— Begin —
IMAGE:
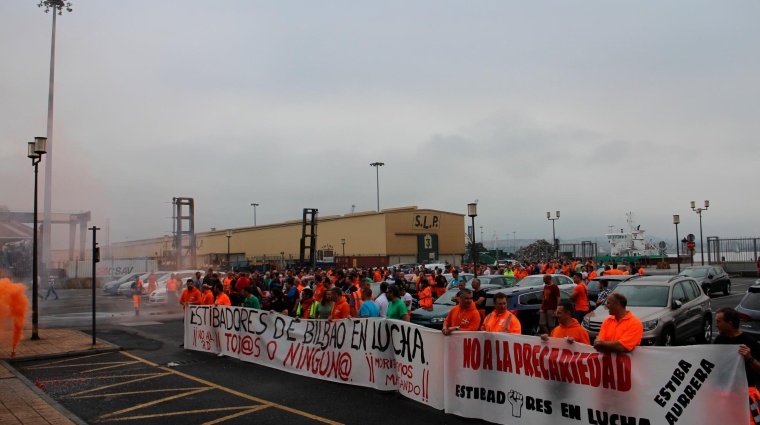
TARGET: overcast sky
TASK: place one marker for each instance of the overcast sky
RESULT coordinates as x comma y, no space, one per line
594,108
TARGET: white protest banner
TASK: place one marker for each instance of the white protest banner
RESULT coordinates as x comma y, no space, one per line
514,379
377,353
420,372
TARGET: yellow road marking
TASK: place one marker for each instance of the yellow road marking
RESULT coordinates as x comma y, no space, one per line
101,377
72,365
237,393
184,412
235,415
109,367
138,358
150,376
151,403
140,392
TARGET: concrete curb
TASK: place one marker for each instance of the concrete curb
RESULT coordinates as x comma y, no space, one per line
111,349
49,400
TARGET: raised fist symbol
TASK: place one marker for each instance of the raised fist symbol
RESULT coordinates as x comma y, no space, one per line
515,399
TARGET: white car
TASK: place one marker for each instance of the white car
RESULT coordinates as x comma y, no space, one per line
159,295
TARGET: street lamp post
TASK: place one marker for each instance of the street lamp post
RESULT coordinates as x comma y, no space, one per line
472,212
554,237
254,213
57,6
676,221
701,241
229,235
377,166
35,150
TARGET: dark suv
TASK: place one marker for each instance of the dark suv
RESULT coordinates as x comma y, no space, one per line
670,309
710,278
749,311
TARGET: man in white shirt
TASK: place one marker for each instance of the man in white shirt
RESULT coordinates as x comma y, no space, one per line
382,301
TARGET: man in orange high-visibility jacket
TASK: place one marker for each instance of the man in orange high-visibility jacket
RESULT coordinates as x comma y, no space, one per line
190,296
463,317
622,331
568,327
221,297
501,319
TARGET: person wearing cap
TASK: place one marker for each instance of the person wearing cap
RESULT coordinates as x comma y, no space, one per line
208,296
191,295
455,279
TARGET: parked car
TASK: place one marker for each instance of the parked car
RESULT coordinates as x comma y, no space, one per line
112,287
749,311
441,307
159,295
125,288
612,282
670,309
525,305
710,278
— End —
## AIM
Could you render every line of the records above as a numbered list, dropping blank lines and leaving the pictures out?

## REPLY
1. IMAGE:
2. TARGET: overcast sky
3. TASK: place one marker for each instance of the overcast sky
4. RESULT coordinates as x comma y, no space, one per line
5. 594,108
6. TARGET: white protest banner
7. TASK: place one marker for each instance of the white protest banner
8. RESULT coordinates as x comma y, no space, one per line
9. 514,379
10. 377,353
11. 420,372
12. TARGET: yellow road marking
13. TASK: place one marker for each instance of the yellow road marking
14. RESULT coordinates as x comma y, no space, one per line
15. 101,377
16. 72,365
17. 237,393
18. 184,412
19. 235,415
20. 109,367
21. 138,358
22. 150,376
23. 151,403
24. 140,392
25. TARGET: concrete curb
26. TASK: place one marker for each instance of the concrete curb
27. RESULT coordinates as x comma y, no space, one per line
28. 111,349
29. 49,400
30. TARGET: raised fist symbol
31. TASK: place one marker for each instance of the raised fist symbol
32. RESULT coordinates as x comma y, no space, one per line
33. 515,399
34. TARGET: white car
35. TASK: place one marker for each instance of the white car
36. RESULT coordinates as x comma y, no space, one per line
37. 159,295
38. TARGET: street lamp post
39. TASK: place one marker for each instance of the street lamp post
40. RESULT coordinates as x comma y, no space, one per line
41. 472,212
42. 554,237
43. 254,213
44. 57,6
45. 676,221
46. 701,241
47. 229,235
48. 377,166
49. 35,150
50. TARGET: dark suv
51. TASK: place one marker for each instance of the dark suv
52. RESULT coordinates as x comma y, no space, one per line
53. 670,309
54. 710,278
55. 749,311
56. TARGET: man in white shirt
57. TASK: place one marker for each instance of the man in white shirt
58. RESULT coordinates as x comma y, no space, one per line
59. 382,301
60. TARGET: man in orange high-visibility jacket
61. TASK: place one marker for each instance of the man in orange high-visibility jacket
62. RESULT coordinates as x comma y, no space, one per line
63. 190,296
64. 463,317
65. 622,331
66. 568,327
67. 221,297
68. 501,319
69. TARGET: person wearing cap
70. TASK: place one marker for each instance of the person wearing cap
71. RESULT coordinates as x comma y, no space, one per line
72. 208,296
73. 191,295
74. 455,279
75. TARGET: parked car
76. TASK: place one marker for each instance of the parked car
77. RESULT coordinates as x comma y, no space, one per line
78. 112,287
79. 749,311
80. 441,307
81. 159,295
82. 125,288
83. 612,282
84. 670,309
85. 525,305
86. 710,278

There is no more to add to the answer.